• [JOB] Convert the entries below into a JSON list of strings, with one string for each line. Leave out blank lines and the pictures.

• [DATA SUPPLIED]
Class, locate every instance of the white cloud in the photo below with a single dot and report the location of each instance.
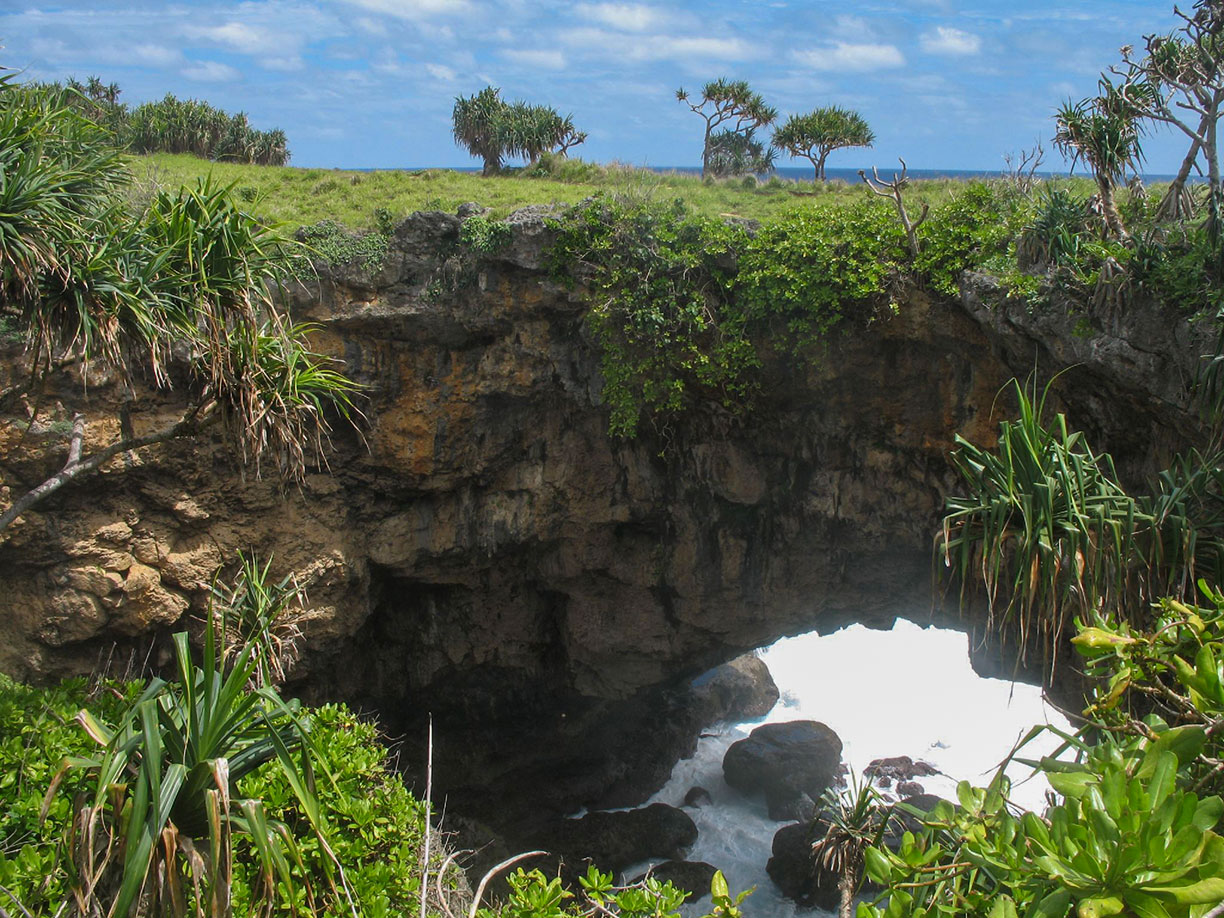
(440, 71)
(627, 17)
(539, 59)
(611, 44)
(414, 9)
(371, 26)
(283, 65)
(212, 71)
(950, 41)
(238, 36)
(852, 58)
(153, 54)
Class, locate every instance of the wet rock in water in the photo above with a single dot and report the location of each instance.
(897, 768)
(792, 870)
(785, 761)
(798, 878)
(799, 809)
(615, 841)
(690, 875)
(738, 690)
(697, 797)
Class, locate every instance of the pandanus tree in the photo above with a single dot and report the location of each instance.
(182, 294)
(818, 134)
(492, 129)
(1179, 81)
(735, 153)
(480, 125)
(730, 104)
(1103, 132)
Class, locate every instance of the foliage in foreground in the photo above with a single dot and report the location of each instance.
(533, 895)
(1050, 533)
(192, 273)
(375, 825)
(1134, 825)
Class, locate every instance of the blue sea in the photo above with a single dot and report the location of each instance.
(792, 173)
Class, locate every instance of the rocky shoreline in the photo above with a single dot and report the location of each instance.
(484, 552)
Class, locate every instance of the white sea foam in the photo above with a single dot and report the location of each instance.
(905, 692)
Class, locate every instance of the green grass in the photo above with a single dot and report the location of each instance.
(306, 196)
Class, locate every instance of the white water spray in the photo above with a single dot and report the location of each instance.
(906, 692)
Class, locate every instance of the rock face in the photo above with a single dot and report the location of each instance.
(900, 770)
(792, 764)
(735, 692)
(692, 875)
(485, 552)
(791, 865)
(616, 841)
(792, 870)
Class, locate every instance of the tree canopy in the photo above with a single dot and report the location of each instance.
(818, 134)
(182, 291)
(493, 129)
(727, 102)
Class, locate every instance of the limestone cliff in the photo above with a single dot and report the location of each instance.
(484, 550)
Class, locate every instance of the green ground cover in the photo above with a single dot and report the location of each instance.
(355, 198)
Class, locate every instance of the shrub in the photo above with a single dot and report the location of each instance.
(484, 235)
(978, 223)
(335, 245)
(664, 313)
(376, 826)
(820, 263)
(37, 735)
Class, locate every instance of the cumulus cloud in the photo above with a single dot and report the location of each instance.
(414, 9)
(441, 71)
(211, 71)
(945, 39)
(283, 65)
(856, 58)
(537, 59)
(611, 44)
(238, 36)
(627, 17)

• [RESULT BELOW]
[
  "Class, locate every instance of the white cloud in the photo below with a single dot and report the location of each instance.",
  "(440, 71)",
  "(627, 17)",
  "(539, 59)",
  "(611, 44)",
  "(414, 9)",
  "(371, 26)",
  "(283, 65)",
  "(212, 71)",
  "(950, 41)",
  "(238, 36)",
  "(852, 58)",
  "(153, 54)",
  "Class, locate every instance of the wet rock in water in the photo above with a single dot and report the location of each instance.",
  "(897, 768)",
  "(792, 870)",
  "(785, 761)",
  "(798, 878)",
  "(799, 809)",
  "(615, 841)",
  "(690, 875)",
  "(738, 690)",
  "(697, 797)",
  "Class, locate every instance of the pandanus tree in the photo above with a single dot and report the location of each instance.",
  "(182, 294)",
  "(818, 134)",
  "(492, 129)",
  "(1179, 81)",
  "(735, 153)",
  "(480, 125)",
  "(730, 104)",
  "(1103, 132)",
  "Class, locate every instance of the foliage in foreground in the photo above with a single dot and report the location of each instance.",
  "(533, 895)",
  "(1050, 533)",
  "(192, 273)",
  "(375, 825)",
  "(1134, 825)",
  "Class, locate every instance of the blue sea in the photo above with a single dot and report the location of each instance.",
  "(792, 173)",
  "Class, locate every instance of the rocky shoreline in the photo above with a single dot and report the location of each instance.",
  "(484, 552)",
  "Class, locate every instance of the white sea foam in the photo above with a single dot and report the location of each instance.",
  "(905, 692)",
  "Class, locate every instance of the green grass in the photo above with a single dot and report the location of each instance.",
  "(306, 196)",
  "Class, locate every instance of the white water spray in the photo above with a single dot and report the location of each instance.",
  "(906, 692)",
  "Class, locate every instance of the rock face in the photo above with a single dot and report the location of each instance.",
  "(900, 770)",
  "(792, 764)",
  "(735, 692)",
  "(692, 875)",
  "(485, 552)",
  "(791, 865)",
  "(616, 841)",
  "(792, 870)",
  "Class, locate every instance of the tree canopy in the photo above with a single dot and report the location of each instance.",
  "(818, 134)",
  "(182, 291)",
  "(493, 129)",
  "(727, 102)",
  "Class, locate every instance of the limestone cliff in the photo above with a single dot and report the location of each instance.",
  "(484, 550)",
  "Class, locate every instance of the green ground cover in the photo above with a single dot and report the location of each instance.",
  "(355, 198)",
  "Class, locate every instance of the shrub in the photo above with a single dot and report the location of each instance.",
  "(484, 235)",
  "(978, 223)",
  "(335, 245)",
  "(664, 313)",
  "(376, 826)",
  "(820, 263)",
  "(37, 735)",
  "Class, locate every instance of the cumulus cloud in the photo above with a single dot and report the location of each instance.",
  "(414, 9)",
  "(441, 71)",
  "(211, 71)",
  "(945, 39)",
  "(283, 65)",
  "(856, 58)",
  "(537, 59)",
  "(611, 44)",
  "(238, 36)",
  "(627, 17)"
]